__What is being asked__. Give the line with "Target: savanna ground" again, along with every line below it to the end of the records, word for word.
───── Data section ─────
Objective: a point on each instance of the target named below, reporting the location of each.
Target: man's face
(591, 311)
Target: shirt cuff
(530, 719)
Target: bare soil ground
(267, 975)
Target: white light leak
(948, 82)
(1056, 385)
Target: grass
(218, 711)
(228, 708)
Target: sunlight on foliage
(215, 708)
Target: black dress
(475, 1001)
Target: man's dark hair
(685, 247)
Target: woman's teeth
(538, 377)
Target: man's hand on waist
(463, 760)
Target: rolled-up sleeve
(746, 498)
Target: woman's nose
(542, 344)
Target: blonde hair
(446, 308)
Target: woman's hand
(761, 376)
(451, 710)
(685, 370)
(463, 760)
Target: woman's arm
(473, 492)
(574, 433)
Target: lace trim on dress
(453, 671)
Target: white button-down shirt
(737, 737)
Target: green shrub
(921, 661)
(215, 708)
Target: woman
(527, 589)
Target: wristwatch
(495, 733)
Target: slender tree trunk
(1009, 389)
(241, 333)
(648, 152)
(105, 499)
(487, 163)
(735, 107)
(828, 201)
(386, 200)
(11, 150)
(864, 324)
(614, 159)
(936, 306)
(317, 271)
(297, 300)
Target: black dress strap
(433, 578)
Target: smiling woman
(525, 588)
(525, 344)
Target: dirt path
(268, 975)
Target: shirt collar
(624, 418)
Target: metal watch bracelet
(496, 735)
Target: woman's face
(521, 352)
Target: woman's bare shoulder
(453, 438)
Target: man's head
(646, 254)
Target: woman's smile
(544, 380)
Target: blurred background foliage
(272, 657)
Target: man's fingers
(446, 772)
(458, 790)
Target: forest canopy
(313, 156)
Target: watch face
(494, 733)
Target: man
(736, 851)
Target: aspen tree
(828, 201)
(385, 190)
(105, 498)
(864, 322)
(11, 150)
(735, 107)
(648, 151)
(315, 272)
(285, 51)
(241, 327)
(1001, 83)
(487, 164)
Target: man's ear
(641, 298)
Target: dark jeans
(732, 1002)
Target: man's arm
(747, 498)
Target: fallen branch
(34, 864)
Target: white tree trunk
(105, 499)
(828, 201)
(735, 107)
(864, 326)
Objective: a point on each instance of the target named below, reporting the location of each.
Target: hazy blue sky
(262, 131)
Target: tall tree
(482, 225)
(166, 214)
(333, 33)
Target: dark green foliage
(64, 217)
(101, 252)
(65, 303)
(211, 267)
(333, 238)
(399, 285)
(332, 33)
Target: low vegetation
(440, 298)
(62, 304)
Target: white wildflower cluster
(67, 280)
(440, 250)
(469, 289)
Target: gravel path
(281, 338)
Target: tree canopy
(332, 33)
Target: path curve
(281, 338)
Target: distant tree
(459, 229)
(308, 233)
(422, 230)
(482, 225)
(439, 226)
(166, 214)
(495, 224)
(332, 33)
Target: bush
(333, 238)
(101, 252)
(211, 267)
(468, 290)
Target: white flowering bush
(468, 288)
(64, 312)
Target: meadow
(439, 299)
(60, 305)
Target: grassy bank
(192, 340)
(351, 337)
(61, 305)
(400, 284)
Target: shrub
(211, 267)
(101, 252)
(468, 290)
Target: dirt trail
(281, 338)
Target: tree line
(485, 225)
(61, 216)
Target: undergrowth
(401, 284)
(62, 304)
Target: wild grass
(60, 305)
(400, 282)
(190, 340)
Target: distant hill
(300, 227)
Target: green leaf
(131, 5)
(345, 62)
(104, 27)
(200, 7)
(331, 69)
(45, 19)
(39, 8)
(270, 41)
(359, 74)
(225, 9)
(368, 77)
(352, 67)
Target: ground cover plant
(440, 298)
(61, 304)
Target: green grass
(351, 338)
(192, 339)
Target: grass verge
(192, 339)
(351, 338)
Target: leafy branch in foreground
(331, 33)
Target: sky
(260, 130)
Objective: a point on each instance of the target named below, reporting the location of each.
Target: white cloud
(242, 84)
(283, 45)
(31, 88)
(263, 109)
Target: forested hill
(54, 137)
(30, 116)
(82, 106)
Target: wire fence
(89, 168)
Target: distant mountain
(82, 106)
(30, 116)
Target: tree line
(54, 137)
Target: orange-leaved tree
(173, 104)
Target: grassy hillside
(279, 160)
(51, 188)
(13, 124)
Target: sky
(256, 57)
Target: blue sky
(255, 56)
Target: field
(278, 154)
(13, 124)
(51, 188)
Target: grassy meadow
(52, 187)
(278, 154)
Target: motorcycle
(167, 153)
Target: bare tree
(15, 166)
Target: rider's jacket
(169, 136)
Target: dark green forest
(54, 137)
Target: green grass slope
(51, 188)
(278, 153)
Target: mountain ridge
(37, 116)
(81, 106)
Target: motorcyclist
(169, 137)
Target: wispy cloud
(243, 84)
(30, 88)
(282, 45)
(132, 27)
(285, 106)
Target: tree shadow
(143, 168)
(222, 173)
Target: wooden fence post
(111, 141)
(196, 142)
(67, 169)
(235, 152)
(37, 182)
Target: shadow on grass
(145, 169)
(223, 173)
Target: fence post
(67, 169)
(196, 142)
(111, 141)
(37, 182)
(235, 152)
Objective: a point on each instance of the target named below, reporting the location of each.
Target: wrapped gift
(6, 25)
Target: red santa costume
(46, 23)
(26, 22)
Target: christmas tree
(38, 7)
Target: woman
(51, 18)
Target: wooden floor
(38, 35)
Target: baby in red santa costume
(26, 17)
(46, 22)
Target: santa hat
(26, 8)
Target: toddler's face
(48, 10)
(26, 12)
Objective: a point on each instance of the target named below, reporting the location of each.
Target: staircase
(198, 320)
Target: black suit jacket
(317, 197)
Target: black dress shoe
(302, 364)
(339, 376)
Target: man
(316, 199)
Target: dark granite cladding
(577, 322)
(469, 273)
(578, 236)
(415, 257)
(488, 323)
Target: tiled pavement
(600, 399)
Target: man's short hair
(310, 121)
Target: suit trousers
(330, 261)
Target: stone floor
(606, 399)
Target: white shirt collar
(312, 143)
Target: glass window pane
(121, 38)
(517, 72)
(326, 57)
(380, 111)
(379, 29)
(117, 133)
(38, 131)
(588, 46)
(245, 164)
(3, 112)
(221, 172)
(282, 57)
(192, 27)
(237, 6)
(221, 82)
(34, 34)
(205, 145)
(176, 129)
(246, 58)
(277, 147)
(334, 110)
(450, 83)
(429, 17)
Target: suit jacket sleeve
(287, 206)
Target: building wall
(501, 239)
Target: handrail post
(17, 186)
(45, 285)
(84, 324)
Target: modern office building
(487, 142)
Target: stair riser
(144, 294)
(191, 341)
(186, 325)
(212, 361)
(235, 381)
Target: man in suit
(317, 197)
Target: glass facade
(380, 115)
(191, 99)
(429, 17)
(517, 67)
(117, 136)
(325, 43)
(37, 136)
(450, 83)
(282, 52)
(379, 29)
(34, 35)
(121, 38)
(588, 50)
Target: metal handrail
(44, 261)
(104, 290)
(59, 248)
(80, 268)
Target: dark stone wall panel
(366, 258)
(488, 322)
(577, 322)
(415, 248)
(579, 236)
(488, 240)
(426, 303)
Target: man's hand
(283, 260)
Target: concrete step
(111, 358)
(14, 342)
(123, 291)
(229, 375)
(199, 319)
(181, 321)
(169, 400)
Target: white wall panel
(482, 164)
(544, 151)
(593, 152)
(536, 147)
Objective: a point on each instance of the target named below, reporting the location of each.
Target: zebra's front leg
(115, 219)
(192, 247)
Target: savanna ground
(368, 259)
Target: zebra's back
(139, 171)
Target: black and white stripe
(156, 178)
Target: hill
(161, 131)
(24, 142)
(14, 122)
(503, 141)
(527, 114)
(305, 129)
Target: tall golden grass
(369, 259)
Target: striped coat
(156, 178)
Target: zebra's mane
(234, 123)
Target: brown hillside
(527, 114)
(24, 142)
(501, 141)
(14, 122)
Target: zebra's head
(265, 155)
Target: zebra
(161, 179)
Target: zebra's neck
─────
__Answer below__.
Target: savanna ground
(368, 259)
Target: zebra's back
(139, 171)
Target: black and white stripe
(156, 178)
Target: hill
(161, 131)
(24, 142)
(14, 122)
(503, 141)
(527, 114)
(305, 129)
Target: tall golden grass
(369, 259)
Target: striped coat
(156, 178)
Target: zebra's mane
(234, 123)
Target: brown hillside
(527, 114)
(24, 142)
(501, 141)
(14, 122)
Target: zebra's head
(265, 155)
Target: zebra
(161, 179)
Target: zebra's neck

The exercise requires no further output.